*** EXTRACT PROVIDED Section Begins ***

A whistleblower has sent a legal letter to Tusla stating that a Workplace Relations Commission (WRC) agreement reached between him and the child and family agency may be void.

Ciarán Kenneally is arguing that relevant information which was not disclosed at the time of the negotiations has come to light since the agreement was reached in late 2019.

The letter, seen by The Irish Times, said documents Kenneally received via freedom of information requests, subject access requests under General Data Protection Regulation (GDPR) legislation and an investigation carried out by the Data Protection Commission (DPC) “revealed that Tusla was, at the time of settlement, in possession of significant material information that was not disclosed”.

The letter, sent by Kevin Winters of KRW Law, said this information included “internal correspondence confirming unauthorised contact with Mr Kenneally’s therapist, in an attempt to obtain personal and sensitive medical information” and “unauthorised background checks carried out by Tusla management”. The documents also included a financial audit identifying “instances of wrongdoing” at a Tusla centre, according to the letter.

Kenneally believes the documents support a protected disclosure he made in 2019 which included claims about mismanagement, financial irregularities and bullying. He resigned from his role at a Tusla aftercare service based at Liberty Street House, Cork city, shortly after making the protected disclosure. He settled an unfair dismissal case with Tusla at the WRC in November 2019. The details of the agreement remain confidential.

*** EXTRACT PROVIDED Section Ends ***

In the report on the Tusla whistleblower, in what month and year did Ciarán Kenneally settle his unfair dismissal case with Tusla at the Workplace Relations Commission?

*** LISTED RECORDS Section Begins ***

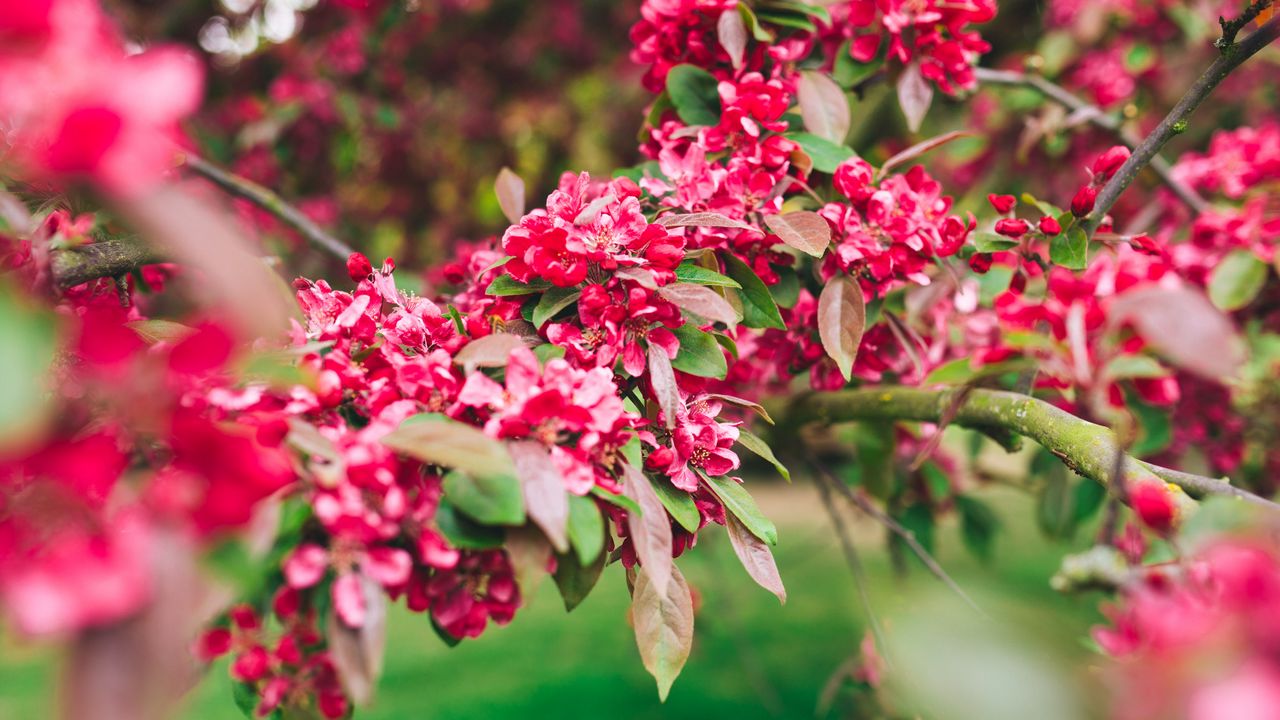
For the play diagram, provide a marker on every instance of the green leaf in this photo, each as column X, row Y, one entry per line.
column 801, row 8
column 699, row 354
column 784, row 18
column 617, row 500
column 695, row 95
column 826, row 155
column 636, row 173
column 27, row 342
column 758, row 446
column 442, row 441
column 786, row 291
column 503, row 286
column 575, row 580
column 664, row 627
column 1054, row 511
column 698, row 274
column 918, row 519
column 552, row 301
column 978, row 525
column 737, row 501
column 992, row 242
column 956, row 372
column 680, row 504
column 1086, row 500
column 993, row 282
column 1237, row 279
column 465, row 533
column 1070, row 249
column 1134, row 367
column 493, row 500
column 753, row 23
column 759, row 310
column 585, row 528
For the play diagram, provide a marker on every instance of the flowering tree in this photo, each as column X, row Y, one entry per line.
column 200, row 459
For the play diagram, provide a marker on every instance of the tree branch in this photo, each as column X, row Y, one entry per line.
column 1230, row 28
column 855, row 565
column 1097, row 118
column 272, row 203
column 106, row 259
column 1175, row 122
column 1089, row 450
column 906, row 536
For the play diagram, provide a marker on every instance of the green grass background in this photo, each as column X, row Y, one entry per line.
column 752, row 657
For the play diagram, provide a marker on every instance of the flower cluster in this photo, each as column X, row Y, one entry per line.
column 81, row 105
column 1200, row 639
column 932, row 36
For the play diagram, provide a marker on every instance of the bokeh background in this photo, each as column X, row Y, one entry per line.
column 389, row 126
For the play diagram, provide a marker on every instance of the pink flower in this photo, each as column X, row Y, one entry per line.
column 702, row 443
column 576, row 414
column 82, row 108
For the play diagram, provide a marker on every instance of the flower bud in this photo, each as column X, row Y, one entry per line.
column 1002, row 203
column 1013, row 227
column 359, row 268
column 1083, row 201
column 1155, row 506
column 1109, row 163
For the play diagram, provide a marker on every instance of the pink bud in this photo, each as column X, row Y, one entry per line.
column 1109, row 163
column 359, row 267
column 1155, row 506
column 1002, row 203
column 1013, row 227
column 1083, row 201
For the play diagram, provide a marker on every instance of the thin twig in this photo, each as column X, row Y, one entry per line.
column 1100, row 119
column 855, row 565
column 272, row 203
column 1230, row 28
column 1175, row 122
column 897, row 529
column 105, row 259
column 1086, row 447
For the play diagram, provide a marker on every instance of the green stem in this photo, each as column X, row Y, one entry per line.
column 1089, row 450
column 272, row 203
column 1097, row 118
column 1175, row 122
column 108, row 259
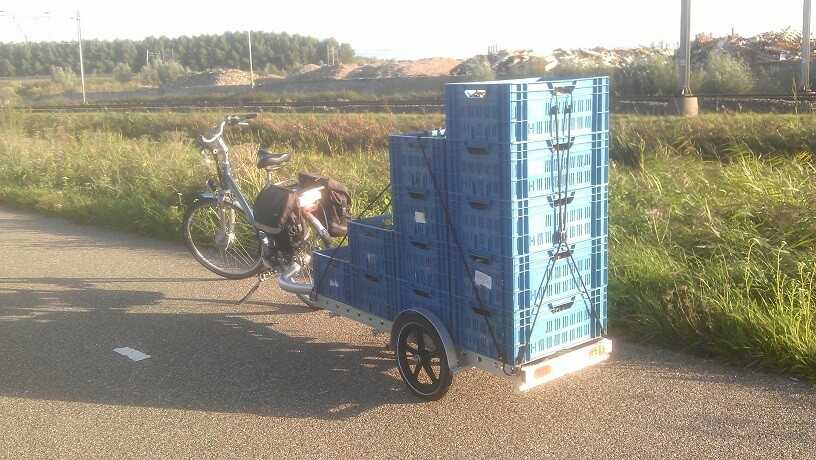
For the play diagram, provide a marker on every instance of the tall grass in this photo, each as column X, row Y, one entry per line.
column 713, row 227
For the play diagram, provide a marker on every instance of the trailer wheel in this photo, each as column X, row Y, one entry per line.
column 421, row 357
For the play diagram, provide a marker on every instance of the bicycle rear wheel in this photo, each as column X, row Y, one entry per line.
column 222, row 239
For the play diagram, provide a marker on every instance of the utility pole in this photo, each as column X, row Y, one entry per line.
column 251, row 74
column 686, row 103
column 81, row 64
column 685, row 48
column 806, row 46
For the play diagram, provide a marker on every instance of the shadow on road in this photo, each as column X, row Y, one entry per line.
column 57, row 337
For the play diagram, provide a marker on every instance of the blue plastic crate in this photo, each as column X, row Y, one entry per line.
column 373, row 245
column 420, row 217
column 376, row 295
column 438, row 302
column 522, row 110
column 418, row 163
column 425, row 263
column 562, row 324
column 332, row 272
column 494, row 228
column 516, row 283
column 528, row 169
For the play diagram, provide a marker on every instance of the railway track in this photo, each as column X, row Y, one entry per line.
column 414, row 106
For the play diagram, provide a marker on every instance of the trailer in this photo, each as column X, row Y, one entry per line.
column 496, row 254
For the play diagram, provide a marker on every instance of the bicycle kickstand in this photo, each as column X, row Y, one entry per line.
column 263, row 276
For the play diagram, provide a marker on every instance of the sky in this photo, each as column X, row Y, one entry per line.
column 404, row 30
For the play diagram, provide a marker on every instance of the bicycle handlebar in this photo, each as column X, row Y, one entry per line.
column 232, row 120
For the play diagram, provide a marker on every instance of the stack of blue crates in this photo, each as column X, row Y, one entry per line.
column 476, row 219
column 374, row 260
column 517, row 160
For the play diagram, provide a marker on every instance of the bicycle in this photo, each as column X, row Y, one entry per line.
column 236, row 241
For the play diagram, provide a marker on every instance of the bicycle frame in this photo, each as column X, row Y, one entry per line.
column 229, row 190
column 225, row 179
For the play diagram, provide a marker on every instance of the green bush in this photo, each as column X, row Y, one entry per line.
column 162, row 73
column 64, row 77
column 122, row 73
column 652, row 75
column 725, row 74
column 481, row 71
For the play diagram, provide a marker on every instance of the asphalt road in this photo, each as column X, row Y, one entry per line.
column 275, row 379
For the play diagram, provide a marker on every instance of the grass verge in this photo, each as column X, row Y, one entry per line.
column 713, row 226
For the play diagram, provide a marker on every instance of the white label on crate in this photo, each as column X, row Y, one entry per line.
column 535, row 168
column 483, row 279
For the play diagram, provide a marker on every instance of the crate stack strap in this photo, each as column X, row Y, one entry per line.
column 500, row 226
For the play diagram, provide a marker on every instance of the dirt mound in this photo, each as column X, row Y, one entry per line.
column 431, row 67
column 225, row 77
column 385, row 69
column 326, row 72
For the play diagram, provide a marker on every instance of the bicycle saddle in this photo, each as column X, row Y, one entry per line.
column 267, row 159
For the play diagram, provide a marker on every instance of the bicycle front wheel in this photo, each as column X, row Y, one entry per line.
column 222, row 239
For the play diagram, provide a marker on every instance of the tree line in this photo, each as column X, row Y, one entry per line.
column 272, row 52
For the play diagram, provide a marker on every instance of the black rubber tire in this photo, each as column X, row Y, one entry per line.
column 413, row 324
column 256, row 268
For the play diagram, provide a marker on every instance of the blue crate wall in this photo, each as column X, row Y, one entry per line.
column 421, row 216
column 373, row 245
column 333, row 274
column 378, row 295
column 424, row 263
column 494, row 228
column 514, row 284
column 559, row 325
column 528, row 169
column 438, row 302
column 520, row 110
column 418, row 162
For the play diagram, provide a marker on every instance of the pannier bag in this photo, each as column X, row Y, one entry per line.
column 275, row 207
column 334, row 211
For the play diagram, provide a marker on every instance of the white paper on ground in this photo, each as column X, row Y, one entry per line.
column 133, row 354
column 483, row 279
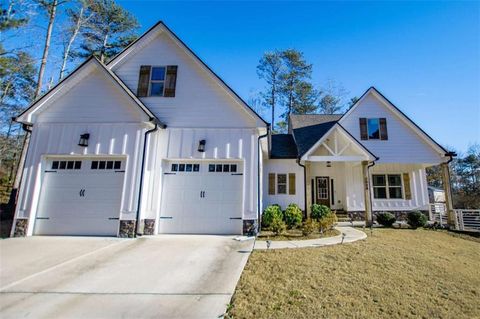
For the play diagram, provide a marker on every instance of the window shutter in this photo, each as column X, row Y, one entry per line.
column 171, row 81
column 363, row 128
column 406, row 186
column 271, row 184
column 383, row 129
column 291, row 183
column 143, row 80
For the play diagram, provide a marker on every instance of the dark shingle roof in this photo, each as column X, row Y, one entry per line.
column 283, row 146
column 307, row 136
column 303, row 120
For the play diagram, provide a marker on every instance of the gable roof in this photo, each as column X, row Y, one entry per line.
column 303, row 120
column 42, row 100
column 409, row 122
column 161, row 26
column 283, row 146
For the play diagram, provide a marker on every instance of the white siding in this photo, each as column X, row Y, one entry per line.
column 199, row 99
column 94, row 99
column 62, row 139
column 403, row 144
column 418, row 186
column 182, row 144
column 284, row 166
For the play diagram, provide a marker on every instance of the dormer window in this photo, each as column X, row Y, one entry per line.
column 373, row 129
column 157, row 81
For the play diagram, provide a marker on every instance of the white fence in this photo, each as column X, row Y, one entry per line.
column 465, row 219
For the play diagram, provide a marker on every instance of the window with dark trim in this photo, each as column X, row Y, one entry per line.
column 387, row 186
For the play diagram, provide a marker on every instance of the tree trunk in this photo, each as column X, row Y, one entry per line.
column 52, row 10
column 66, row 53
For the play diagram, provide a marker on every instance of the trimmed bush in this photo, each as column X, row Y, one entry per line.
column 309, row 226
column 319, row 211
column 293, row 216
column 416, row 219
column 386, row 219
column 278, row 226
column 327, row 222
column 271, row 213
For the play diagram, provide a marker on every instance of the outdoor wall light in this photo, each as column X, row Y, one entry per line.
column 201, row 146
column 84, row 140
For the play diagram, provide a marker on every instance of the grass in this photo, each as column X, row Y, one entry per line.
column 392, row 274
column 296, row 234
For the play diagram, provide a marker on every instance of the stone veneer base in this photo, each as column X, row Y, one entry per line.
column 21, row 226
column 127, row 229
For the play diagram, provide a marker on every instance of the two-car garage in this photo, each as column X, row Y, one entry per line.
column 83, row 196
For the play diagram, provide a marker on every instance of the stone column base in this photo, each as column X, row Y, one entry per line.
column 149, row 226
column 127, row 229
column 21, row 227
column 250, row 227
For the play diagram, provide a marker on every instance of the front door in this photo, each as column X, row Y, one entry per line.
column 323, row 191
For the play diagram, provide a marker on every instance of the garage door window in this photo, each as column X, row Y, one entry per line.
column 67, row 165
column 106, row 165
column 185, row 167
column 225, row 168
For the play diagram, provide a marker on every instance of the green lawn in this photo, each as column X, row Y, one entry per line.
column 392, row 274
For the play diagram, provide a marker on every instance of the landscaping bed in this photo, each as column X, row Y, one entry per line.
column 296, row 234
column 395, row 273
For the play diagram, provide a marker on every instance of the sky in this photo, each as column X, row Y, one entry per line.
column 423, row 56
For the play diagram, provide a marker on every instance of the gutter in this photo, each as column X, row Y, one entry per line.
column 258, row 177
column 372, row 164
column 140, row 190
column 304, row 186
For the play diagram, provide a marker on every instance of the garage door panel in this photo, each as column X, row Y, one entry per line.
column 80, row 202
column 204, row 203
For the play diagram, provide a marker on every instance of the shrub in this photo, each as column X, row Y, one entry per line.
column 293, row 216
column 386, row 219
column 319, row 211
column 278, row 226
column 309, row 226
column 416, row 219
column 327, row 221
column 270, row 213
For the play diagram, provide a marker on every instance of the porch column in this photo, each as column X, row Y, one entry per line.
column 308, row 190
column 366, row 193
column 448, row 195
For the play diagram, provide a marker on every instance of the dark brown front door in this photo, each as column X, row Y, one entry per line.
column 322, row 190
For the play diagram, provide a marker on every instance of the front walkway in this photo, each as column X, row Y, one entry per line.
column 349, row 235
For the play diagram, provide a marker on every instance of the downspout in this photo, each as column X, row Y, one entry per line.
column 304, row 186
column 258, row 177
column 372, row 164
column 139, row 203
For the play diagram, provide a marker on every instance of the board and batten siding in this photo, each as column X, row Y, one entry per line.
column 418, row 187
column 51, row 139
column 199, row 99
column 182, row 144
column 93, row 99
column 403, row 144
column 283, row 166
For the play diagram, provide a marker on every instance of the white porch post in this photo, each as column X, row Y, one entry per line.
column 367, row 197
column 448, row 195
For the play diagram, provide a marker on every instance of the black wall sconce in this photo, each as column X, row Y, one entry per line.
column 201, row 146
column 84, row 140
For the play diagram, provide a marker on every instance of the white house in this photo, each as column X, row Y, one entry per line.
column 155, row 142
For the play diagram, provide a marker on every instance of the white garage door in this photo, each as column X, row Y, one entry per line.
column 202, row 198
column 80, row 197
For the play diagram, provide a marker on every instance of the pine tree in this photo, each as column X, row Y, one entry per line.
column 269, row 68
column 110, row 29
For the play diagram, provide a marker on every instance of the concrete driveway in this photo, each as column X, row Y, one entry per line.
column 168, row 276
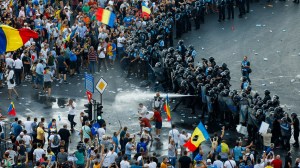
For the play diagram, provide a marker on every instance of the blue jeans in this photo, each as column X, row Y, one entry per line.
column 39, row 80
column 128, row 157
column 120, row 51
column 172, row 161
column 246, row 74
column 92, row 67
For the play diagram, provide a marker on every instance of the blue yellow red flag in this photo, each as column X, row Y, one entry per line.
column 199, row 135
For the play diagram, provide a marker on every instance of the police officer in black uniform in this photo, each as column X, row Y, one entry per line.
column 295, row 123
column 230, row 9
column 221, row 8
column 178, row 23
column 197, row 15
column 241, row 5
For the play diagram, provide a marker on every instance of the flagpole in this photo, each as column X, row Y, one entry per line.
column 170, row 117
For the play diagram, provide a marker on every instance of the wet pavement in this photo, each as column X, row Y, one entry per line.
column 268, row 35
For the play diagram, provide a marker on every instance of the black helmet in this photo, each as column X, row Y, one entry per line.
column 294, row 114
column 244, row 95
column 271, row 109
column 180, row 42
column 264, row 106
column 158, row 64
column 199, row 77
column 171, row 50
column 189, row 59
column 267, row 92
column 191, row 47
column 276, row 97
column 220, row 86
column 224, row 66
column 183, row 83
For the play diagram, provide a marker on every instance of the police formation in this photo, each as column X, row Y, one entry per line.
column 218, row 103
column 150, row 55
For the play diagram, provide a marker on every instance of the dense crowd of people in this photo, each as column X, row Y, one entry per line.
column 143, row 46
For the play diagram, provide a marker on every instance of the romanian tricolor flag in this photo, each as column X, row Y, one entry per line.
column 12, row 39
column 105, row 16
column 71, row 35
column 199, row 135
column 167, row 108
column 145, row 10
column 11, row 3
column 11, row 110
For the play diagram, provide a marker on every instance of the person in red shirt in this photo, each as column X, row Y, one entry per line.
column 158, row 122
column 144, row 122
column 277, row 162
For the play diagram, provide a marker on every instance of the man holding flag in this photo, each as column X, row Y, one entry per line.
column 199, row 135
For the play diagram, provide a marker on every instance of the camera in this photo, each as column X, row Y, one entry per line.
column 80, row 147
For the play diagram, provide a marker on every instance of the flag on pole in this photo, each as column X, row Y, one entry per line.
column 199, row 135
column 11, row 3
column 106, row 17
column 145, row 10
column 11, row 110
column 167, row 108
column 12, row 39
column 71, row 35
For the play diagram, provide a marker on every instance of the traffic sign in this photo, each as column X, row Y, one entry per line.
column 89, row 95
column 101, row 85
column 89, row 82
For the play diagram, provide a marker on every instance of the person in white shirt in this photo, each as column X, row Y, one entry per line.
column 142, row 110
column 124, row 163
column 120, row 45
column 9, row 61
column 27, row 126
column 101, row 55
column 10, row 82
column 72, row 112
column 259, row 164
column 22, row 12
column 101, row 131
column 27, row 141
column 174, row 134
column 108, row 156
column 54, row 140
column 230, row 163
column 183, row 137
column 38, row 152
column 18, row 64
column 152, row 164
column 112, row 155
column 218, row 163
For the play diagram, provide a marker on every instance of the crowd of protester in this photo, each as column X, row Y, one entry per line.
column 142, row 46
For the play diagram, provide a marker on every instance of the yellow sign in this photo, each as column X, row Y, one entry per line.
column 101, row 85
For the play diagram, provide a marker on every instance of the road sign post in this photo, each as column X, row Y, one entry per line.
column 89, row 82
column 101, row 85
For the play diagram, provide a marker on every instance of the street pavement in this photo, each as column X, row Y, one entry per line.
column 268, row 35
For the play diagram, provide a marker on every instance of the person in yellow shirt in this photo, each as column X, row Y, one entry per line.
column 109, row 52
column 269, row 165
column 164, row 163
column 40, row 137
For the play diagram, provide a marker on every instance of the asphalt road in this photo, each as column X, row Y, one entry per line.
column 268, row 35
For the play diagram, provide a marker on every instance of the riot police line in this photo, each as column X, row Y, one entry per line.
column 150, row 55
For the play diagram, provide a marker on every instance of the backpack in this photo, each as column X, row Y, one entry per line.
column 73, row 57
column 34, row 127
column 55, row 140
column 95, row 128
column 249, row 161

*** LISTED RECORDS Section Ends ***

:: RESULT OF THE TASK ::
November 2019